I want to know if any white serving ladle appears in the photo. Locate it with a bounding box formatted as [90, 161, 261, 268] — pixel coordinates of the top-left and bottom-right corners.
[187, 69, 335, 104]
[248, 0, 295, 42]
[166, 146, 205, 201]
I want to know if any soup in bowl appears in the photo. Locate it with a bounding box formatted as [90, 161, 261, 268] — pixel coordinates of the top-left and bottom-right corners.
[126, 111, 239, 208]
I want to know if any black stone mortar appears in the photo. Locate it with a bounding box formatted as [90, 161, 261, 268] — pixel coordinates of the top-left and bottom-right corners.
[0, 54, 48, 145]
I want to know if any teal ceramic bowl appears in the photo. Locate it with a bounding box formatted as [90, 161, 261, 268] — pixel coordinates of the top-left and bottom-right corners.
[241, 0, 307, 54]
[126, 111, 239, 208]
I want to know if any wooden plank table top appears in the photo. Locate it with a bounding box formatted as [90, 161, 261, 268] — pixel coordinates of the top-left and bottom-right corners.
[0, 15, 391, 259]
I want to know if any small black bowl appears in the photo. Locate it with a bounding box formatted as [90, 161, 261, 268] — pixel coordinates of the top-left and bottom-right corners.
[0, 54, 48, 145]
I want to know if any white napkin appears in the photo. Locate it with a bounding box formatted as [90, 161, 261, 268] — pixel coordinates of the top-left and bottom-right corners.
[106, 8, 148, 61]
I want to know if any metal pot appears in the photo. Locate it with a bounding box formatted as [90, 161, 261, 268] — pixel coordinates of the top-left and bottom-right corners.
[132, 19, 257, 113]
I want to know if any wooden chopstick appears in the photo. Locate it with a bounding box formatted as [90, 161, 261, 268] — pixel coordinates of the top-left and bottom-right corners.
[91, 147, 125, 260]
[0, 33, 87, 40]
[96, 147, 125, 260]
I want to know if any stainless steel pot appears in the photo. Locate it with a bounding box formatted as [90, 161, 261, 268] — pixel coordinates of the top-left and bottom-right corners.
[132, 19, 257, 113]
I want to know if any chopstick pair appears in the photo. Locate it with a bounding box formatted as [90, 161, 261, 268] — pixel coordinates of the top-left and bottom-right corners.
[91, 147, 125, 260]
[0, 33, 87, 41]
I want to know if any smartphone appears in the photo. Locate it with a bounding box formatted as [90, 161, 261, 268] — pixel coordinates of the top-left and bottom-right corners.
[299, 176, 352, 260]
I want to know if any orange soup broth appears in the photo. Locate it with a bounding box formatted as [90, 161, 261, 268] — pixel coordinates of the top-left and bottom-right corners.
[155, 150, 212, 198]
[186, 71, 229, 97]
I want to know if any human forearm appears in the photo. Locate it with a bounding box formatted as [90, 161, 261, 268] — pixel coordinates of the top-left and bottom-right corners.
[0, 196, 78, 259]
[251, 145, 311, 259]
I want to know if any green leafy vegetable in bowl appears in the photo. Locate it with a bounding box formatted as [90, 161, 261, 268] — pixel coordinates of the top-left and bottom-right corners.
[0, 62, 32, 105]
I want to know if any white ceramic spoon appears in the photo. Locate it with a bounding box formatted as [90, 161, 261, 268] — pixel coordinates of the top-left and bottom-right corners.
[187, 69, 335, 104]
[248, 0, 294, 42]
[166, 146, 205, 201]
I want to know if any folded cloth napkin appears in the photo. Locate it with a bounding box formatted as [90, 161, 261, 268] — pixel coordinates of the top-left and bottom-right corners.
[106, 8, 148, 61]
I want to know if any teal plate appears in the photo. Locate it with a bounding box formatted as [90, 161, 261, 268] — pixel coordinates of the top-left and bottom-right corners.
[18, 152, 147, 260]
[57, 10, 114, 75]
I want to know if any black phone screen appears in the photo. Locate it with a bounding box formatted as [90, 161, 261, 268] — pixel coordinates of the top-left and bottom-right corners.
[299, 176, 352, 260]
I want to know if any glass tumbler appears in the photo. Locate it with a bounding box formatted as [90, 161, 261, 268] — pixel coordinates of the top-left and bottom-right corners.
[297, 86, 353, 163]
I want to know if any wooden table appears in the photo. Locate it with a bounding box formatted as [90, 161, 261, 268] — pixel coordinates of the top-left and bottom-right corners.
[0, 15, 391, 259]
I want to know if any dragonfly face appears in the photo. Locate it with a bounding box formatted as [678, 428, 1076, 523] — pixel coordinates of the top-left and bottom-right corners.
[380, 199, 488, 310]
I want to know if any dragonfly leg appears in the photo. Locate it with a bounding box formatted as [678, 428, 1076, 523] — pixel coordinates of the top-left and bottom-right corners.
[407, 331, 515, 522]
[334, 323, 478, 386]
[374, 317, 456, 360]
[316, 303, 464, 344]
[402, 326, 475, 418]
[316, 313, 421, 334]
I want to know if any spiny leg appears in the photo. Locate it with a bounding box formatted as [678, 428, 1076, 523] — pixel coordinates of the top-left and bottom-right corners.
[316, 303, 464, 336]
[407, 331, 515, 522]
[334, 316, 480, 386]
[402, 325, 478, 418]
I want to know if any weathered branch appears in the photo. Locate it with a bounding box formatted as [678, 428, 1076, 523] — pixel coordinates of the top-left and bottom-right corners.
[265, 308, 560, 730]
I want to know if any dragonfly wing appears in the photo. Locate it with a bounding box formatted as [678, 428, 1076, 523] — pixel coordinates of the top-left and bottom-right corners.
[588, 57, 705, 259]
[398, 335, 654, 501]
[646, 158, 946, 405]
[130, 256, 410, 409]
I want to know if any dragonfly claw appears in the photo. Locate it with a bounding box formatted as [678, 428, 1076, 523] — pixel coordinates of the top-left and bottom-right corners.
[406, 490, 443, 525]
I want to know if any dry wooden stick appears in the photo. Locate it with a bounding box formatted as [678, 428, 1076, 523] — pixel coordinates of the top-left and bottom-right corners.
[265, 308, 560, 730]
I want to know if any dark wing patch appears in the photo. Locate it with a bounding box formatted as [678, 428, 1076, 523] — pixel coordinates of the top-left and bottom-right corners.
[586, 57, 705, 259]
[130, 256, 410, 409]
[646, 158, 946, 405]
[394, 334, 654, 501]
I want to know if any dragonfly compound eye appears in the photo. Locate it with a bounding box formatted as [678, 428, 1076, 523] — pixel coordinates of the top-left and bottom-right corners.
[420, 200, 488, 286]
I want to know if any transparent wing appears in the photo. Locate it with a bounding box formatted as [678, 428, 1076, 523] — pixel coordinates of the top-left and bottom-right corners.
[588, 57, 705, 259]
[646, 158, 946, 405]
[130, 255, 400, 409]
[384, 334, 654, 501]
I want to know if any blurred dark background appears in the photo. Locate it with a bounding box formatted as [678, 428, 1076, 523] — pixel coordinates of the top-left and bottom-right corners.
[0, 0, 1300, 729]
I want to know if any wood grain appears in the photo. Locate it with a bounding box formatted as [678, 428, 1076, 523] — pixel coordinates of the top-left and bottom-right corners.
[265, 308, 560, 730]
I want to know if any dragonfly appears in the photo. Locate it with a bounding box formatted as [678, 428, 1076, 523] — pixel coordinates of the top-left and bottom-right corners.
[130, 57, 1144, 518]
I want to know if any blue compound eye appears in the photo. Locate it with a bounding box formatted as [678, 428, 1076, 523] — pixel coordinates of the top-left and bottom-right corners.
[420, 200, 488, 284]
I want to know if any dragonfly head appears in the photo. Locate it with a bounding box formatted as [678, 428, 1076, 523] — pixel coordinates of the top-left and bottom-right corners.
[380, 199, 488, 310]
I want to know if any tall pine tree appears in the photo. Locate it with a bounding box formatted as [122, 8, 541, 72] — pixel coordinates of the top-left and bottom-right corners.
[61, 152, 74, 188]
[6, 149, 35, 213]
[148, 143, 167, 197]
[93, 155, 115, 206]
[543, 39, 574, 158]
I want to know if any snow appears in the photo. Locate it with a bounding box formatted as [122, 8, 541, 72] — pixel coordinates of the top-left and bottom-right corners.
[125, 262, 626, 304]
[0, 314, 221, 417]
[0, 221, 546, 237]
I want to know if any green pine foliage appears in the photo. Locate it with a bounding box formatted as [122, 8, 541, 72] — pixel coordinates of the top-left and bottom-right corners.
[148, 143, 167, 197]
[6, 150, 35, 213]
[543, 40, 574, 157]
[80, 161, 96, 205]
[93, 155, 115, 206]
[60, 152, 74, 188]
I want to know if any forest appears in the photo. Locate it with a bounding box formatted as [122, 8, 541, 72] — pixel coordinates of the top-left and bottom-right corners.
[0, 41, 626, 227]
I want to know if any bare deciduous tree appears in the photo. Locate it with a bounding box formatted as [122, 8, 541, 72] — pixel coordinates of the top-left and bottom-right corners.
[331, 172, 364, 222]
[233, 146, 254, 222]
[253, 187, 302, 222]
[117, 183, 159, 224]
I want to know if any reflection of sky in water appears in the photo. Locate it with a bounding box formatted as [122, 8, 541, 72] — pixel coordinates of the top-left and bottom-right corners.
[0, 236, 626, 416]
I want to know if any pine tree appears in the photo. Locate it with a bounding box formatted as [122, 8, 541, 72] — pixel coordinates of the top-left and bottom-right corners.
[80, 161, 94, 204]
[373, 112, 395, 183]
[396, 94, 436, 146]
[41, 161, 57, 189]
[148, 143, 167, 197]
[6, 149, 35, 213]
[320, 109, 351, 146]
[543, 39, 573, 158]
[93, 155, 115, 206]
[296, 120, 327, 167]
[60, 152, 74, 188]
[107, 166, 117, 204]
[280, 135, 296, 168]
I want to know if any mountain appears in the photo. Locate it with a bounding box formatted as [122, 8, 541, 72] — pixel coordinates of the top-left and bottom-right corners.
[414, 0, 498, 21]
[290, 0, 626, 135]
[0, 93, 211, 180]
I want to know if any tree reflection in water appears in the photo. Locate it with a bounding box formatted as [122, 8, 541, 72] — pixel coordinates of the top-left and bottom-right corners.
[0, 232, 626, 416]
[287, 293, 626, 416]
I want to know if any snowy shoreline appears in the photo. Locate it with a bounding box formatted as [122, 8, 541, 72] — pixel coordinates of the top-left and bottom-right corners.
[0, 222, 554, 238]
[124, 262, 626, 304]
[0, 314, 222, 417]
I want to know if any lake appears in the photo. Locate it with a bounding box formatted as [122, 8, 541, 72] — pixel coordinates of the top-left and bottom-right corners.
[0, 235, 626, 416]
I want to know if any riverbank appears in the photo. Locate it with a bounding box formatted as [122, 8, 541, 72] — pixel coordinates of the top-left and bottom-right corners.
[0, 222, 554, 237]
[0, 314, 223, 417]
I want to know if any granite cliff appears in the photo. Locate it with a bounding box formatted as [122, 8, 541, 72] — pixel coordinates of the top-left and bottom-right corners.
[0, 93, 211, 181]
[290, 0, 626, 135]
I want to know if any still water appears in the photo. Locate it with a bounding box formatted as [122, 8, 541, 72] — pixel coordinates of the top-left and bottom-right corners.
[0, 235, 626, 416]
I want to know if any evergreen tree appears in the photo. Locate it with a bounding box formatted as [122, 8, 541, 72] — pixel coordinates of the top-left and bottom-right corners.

Set problem
Pull out every line above that contains the word "water". Case counts.

Reply
I want to know if any reflection of sky in water appears in the photo. Locate it with a bounding box formatted as [122, 8, 541, 72] — pixel coordinates of the top-left and bottom-right corners.
I want to know if any tree reflection in water appears in the photo. Locate it with a bounding box formatted as [122, 8, 541, 72] — pixel coordinates of the top-left and bottom-right corners.
I want to know if any still water appears in the photo. Locate it with a bounding box formatted as [122, 8, 541, 72] — pixel coordinates of the top-left and bottom-right corners.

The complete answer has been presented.